:: Text extract ::

But asyncio is great. It shows how much better asynchronous programming can be
when you have support from the language itself. I can't imagine going back to
a byzantine system like Twisted even if they did manage to finish their Python
3 port.

------
AstroChimpHam
I'm a long time Python user and I still tend to go for 2.7 over 3. When
writing packages, I'll add support for 3 as an afterthought, but that's it.

The main reason for this and the main reason I prefer Python to other
languages is the excellent and complete ecosystem of libraries. I've never
seen a single Python library I wanted to use in the last 8 years that didn't
have support for Python 2.7. I still run into those that don't support Python
3 well. So, using Python 3 means being terrified that I run into a case later
on where I need to use some package that only supports 2.7 and I get stuck.
With all of the other potential problems to run into while coding, why would I
want to add that extra one, especially for something work-related?

:::
:: Stored data ::

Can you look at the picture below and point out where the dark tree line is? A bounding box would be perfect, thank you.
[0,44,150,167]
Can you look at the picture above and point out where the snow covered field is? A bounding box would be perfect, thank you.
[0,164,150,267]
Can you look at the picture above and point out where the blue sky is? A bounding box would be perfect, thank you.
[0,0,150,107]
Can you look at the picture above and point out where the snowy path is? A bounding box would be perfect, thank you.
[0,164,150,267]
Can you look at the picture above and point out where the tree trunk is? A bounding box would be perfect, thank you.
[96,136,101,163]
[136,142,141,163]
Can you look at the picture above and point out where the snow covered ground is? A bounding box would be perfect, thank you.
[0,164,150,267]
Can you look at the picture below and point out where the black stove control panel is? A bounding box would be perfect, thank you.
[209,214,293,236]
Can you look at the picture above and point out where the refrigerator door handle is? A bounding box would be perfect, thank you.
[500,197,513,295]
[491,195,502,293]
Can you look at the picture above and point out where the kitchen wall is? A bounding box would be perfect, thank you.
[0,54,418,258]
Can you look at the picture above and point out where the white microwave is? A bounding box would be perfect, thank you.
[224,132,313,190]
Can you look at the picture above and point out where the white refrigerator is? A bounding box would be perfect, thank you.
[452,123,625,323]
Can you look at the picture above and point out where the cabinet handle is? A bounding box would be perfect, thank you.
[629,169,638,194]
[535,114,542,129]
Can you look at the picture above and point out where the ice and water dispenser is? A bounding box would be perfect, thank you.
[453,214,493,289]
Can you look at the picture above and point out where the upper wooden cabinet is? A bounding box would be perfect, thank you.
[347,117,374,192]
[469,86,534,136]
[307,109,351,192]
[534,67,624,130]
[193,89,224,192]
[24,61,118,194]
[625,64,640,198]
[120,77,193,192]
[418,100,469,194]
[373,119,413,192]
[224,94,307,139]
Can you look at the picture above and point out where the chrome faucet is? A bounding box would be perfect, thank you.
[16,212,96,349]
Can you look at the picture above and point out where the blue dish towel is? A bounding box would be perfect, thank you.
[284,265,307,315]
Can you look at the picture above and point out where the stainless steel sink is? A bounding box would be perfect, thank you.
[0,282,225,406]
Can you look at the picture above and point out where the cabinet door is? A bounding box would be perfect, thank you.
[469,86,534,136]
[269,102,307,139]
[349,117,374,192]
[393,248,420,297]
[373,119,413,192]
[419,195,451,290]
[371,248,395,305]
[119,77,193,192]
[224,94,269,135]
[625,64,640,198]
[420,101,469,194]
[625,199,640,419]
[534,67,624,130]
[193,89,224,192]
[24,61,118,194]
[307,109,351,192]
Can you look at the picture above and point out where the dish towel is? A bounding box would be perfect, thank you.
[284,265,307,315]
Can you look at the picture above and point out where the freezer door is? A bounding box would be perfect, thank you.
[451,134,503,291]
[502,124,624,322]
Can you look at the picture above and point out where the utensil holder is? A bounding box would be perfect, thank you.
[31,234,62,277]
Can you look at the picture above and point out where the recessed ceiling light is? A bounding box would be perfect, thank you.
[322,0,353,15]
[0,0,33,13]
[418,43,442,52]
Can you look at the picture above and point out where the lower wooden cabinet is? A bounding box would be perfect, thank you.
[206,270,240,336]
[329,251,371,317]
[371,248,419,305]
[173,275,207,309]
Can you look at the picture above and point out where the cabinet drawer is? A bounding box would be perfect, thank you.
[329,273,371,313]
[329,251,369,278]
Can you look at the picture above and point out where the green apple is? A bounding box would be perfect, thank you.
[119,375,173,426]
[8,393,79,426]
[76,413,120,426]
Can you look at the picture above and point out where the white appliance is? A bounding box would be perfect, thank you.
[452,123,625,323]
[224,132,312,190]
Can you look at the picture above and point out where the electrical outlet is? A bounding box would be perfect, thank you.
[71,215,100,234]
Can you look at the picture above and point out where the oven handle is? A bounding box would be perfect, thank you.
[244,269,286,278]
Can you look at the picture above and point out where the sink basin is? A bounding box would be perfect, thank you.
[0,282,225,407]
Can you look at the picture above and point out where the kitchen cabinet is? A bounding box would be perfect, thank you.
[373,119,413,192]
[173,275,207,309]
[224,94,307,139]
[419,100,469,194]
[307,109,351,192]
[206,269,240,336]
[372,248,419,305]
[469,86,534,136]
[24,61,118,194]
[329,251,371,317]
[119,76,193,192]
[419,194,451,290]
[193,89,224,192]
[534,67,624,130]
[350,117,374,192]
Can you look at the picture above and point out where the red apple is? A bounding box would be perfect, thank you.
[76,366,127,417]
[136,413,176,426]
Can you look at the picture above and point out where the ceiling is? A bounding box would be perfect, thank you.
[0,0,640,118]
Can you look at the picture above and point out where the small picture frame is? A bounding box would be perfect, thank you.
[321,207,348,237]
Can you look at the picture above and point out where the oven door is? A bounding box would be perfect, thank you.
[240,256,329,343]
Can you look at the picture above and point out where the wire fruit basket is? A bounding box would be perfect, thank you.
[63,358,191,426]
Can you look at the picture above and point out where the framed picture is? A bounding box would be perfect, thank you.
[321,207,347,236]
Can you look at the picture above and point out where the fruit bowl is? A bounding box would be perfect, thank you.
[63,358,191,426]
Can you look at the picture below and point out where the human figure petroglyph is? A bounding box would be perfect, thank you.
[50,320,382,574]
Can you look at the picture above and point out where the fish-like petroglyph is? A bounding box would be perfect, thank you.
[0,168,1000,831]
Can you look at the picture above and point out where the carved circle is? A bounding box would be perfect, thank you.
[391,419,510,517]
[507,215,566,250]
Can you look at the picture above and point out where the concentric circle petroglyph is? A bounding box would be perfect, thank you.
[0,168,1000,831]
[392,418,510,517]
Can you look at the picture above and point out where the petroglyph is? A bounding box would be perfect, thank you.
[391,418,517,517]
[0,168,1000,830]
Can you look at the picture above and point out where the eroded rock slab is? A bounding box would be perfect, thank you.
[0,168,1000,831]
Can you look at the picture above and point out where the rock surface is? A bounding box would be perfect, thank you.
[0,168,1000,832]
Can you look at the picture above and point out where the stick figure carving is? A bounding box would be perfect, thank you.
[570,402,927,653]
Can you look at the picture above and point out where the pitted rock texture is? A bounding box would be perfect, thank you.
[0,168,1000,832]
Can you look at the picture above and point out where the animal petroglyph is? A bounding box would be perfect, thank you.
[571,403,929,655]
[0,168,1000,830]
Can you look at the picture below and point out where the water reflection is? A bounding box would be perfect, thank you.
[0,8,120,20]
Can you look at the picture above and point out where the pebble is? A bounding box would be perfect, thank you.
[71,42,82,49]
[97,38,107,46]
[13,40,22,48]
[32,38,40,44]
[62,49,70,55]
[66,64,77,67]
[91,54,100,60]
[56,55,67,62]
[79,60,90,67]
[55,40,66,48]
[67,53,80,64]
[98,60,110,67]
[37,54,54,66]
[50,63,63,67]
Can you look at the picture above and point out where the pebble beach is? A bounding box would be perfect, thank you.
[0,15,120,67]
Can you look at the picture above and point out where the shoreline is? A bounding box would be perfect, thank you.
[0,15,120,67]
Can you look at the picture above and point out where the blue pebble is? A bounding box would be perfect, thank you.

:::

Task to complete >> Write out the Python forum thread from "But asyncio is" up to and including "but that's it.", substituting "Tornado" for "Twisted". The listing is separate material from the Python forum thread.

Answer for this exercise >>
But asyncio is great. It shows how much better asynchronous programming can be
when you have support from the language itself. I can't imagine going back to
a byzantine system like Tornado even if they did manage to finish their Python
3 port.

------
AstroChimpHam
I'm a long time Python user and I still tend to go for 2.7 over 3. When
writing packages, I'll add support for 3 as an afterthought, but that's it.